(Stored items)
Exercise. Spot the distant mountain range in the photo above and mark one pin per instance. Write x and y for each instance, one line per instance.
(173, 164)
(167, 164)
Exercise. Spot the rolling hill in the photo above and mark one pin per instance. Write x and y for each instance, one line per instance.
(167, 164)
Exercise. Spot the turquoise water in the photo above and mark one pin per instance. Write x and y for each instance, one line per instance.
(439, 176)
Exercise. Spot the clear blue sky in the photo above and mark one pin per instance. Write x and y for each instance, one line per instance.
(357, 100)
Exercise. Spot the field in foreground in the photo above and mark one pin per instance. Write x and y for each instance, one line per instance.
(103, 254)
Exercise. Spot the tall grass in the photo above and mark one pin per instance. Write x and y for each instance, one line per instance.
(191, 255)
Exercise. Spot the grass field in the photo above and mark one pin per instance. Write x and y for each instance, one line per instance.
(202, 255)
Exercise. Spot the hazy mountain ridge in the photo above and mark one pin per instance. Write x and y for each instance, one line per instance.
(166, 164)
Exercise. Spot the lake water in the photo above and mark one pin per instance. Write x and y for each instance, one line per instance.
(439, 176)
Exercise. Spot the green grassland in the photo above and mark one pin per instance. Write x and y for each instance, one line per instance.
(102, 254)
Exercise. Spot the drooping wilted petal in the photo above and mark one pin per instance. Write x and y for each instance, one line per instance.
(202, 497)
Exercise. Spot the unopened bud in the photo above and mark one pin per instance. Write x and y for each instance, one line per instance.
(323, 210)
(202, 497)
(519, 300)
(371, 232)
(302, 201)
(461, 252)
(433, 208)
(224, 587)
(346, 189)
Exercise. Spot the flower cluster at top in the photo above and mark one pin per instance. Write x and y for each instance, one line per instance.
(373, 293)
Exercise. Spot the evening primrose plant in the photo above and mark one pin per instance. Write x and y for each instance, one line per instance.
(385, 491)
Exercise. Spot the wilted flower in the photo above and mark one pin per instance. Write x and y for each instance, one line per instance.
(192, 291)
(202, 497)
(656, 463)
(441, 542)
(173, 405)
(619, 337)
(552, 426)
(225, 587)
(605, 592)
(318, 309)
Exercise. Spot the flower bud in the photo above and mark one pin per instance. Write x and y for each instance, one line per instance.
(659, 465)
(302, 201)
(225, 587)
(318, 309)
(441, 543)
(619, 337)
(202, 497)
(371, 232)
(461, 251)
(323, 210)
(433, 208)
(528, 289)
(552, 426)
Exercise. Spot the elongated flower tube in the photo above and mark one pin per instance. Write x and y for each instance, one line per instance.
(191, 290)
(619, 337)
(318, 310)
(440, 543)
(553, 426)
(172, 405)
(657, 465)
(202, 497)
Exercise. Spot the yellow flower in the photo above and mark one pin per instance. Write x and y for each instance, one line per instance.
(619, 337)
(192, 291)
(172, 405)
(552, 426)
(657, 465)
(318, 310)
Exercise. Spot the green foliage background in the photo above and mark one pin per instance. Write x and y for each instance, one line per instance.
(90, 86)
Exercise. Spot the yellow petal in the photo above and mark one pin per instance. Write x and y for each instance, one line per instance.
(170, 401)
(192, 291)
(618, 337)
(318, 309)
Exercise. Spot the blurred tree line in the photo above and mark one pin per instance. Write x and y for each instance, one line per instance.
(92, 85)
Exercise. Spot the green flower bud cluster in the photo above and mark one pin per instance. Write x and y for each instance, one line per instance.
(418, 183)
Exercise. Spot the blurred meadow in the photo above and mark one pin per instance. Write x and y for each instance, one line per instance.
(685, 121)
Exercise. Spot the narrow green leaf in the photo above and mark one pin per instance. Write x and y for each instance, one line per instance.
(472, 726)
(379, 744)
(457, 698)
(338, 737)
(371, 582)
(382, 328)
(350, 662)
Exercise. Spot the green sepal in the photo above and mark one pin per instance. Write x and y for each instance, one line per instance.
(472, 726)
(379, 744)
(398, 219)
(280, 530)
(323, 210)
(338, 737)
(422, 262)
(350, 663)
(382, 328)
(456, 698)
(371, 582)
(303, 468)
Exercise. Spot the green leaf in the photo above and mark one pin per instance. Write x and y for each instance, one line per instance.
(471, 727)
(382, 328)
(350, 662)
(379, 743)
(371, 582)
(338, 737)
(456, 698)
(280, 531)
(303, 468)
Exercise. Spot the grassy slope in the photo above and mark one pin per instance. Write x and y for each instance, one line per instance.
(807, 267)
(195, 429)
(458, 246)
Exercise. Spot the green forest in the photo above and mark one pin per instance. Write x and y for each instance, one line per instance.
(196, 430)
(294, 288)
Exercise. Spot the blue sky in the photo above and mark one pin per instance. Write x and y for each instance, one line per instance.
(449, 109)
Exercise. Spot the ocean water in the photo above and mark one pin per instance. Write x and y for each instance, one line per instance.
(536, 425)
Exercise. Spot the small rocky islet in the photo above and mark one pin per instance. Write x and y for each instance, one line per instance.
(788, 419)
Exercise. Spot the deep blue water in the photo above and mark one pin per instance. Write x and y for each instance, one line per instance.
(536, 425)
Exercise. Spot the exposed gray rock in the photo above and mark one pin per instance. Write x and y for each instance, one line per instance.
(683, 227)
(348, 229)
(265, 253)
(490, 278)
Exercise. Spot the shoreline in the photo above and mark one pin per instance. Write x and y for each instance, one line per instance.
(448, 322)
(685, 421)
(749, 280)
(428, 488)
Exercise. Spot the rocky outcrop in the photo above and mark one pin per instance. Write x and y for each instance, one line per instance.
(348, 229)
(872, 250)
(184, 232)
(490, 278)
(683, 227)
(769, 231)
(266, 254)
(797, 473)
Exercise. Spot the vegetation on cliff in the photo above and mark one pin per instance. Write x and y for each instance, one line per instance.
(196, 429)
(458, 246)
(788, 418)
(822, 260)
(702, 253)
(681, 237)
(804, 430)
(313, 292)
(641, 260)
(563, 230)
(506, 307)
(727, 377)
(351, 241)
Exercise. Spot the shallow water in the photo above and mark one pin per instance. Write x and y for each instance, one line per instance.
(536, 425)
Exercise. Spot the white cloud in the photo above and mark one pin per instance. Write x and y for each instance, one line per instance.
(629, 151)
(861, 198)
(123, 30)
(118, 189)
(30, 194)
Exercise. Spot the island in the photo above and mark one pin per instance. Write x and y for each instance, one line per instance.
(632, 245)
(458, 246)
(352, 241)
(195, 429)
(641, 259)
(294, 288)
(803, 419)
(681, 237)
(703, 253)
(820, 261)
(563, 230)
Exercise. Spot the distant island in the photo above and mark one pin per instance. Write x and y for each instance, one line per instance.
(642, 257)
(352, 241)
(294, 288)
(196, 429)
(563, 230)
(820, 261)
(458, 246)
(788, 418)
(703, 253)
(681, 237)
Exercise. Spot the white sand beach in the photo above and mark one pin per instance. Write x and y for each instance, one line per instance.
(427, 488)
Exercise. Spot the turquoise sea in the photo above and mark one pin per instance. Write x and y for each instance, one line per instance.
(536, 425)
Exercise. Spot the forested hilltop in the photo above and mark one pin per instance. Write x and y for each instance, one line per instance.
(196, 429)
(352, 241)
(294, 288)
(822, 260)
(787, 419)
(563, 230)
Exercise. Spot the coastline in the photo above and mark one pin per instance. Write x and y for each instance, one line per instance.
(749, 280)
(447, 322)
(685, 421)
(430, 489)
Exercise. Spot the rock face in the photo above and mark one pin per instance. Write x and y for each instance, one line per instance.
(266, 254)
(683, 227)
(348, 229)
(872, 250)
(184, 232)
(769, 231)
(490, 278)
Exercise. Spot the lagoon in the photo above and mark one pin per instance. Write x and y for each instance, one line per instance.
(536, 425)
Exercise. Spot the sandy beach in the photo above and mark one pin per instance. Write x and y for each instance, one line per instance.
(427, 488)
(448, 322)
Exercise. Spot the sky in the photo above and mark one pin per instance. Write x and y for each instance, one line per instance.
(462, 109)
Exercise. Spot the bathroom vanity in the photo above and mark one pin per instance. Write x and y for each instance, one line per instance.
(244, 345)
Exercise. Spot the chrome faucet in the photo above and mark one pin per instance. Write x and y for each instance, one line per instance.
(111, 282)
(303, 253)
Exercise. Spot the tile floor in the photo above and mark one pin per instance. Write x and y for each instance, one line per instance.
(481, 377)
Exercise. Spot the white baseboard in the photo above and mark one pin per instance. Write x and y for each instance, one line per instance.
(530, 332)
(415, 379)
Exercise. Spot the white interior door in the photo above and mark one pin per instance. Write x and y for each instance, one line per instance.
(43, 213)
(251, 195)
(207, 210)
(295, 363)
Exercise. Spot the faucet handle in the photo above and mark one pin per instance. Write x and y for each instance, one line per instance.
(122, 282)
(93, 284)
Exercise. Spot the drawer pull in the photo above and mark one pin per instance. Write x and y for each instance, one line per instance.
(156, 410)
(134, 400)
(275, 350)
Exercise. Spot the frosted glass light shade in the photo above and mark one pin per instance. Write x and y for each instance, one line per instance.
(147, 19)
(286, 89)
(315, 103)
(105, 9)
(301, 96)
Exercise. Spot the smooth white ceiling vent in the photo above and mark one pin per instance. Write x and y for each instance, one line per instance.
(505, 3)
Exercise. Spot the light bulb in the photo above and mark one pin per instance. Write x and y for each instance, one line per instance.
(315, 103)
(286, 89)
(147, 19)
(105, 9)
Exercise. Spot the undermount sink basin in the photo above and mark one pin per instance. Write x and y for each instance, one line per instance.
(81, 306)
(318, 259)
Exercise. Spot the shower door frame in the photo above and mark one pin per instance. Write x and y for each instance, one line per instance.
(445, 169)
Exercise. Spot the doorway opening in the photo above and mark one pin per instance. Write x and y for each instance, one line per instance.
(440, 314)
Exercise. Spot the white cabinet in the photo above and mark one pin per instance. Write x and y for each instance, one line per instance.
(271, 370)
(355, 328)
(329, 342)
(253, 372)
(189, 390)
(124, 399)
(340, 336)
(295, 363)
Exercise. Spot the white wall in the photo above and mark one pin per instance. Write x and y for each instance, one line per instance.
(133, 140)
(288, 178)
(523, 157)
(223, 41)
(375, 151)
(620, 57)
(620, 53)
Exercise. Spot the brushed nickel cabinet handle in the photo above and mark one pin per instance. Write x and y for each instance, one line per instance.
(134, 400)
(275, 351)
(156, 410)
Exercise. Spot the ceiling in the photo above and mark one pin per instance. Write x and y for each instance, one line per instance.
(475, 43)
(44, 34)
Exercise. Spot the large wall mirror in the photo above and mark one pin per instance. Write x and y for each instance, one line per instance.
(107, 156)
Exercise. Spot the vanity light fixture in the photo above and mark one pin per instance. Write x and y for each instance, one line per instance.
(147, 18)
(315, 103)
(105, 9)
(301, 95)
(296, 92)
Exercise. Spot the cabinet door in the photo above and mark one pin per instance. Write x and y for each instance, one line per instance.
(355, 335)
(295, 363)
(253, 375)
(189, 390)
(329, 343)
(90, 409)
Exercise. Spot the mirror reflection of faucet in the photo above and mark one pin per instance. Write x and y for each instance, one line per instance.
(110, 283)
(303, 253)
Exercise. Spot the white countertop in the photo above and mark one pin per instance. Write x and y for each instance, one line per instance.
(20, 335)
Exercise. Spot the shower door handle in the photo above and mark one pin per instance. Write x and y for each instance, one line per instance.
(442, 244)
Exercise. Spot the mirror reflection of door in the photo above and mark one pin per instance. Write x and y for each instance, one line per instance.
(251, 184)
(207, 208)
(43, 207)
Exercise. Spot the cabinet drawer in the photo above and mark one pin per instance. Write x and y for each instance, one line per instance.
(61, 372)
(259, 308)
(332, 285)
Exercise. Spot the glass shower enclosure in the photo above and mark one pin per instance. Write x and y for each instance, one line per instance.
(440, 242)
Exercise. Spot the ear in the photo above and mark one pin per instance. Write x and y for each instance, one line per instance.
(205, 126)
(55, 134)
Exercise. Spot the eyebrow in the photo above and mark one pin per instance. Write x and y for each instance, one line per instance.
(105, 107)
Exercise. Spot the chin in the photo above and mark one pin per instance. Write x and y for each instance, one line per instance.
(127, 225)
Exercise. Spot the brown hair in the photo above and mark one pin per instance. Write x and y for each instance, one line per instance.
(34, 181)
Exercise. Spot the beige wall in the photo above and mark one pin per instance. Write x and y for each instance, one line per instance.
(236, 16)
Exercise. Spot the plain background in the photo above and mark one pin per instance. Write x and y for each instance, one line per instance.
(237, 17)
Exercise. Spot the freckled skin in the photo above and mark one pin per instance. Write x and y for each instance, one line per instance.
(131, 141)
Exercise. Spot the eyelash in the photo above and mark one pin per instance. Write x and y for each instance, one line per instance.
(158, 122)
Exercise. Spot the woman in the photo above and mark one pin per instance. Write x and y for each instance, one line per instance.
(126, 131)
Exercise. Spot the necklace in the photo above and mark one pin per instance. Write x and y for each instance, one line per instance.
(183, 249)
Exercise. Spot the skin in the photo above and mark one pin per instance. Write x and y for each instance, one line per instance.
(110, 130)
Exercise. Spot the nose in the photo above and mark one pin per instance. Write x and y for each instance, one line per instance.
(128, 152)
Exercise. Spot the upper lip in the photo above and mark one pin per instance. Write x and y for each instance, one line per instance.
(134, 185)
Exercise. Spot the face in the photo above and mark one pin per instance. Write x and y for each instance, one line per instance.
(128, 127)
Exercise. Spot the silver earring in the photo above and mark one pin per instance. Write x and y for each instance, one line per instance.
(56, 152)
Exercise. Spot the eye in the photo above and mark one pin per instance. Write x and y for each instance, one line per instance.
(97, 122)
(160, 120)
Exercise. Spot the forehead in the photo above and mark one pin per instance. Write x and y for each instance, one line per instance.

Work instructions
The lines to quote run from the one containing "Exercise. Spot the eyelash" through the final line of the material above; please give them exactly, both ends included, and nothing else.

Result of the exercise
Exercise. Spot the eyelash in the photo above and mark one pin per instance. Write x and y for each instance, one line per instance.
(158, 122)
Exercise. Spot the woman in the photo above and mark one pin per instance. Write x and y for each instance, one line per instance.
(126, 131)
Exercise. Spot the necklace in the photo above and mark one pin per instance. Write x and y for each instance, one line per instance.
(183, 249)
Exercise. Spot the skin in the photo above and mark one pin per instance. Write x and y for each instance, one line per instance.
(110, 130)
Exercise. Spot the nose in the photo above and mark one pin per instance. Write x and y for each instance, one line per instance.
(128, 152)
Exercise. Spot the upper lip in the photo above and mark one pin per instance. Write x and y for each instance, one line per instance.
(134, 185)
Exercise. Spot the face in the photo above and mark one pin per instance. Write x and y for each instance, one line per instance.
(128, 127)
Exercise. Spot the silver earring in the photo above and mark one pin per instance. Write x and y for each instance, one line per instance.
(56, 152)
Exercise. Spot the eye in the photo above and mark one pin per instance. Write x and y for each instance, one line per instance.
(97, 122)
(160, 120)
Exercise. Spot the forehead in the photo above and mark one pin per instance. Write x and y for each instance, one line per instance.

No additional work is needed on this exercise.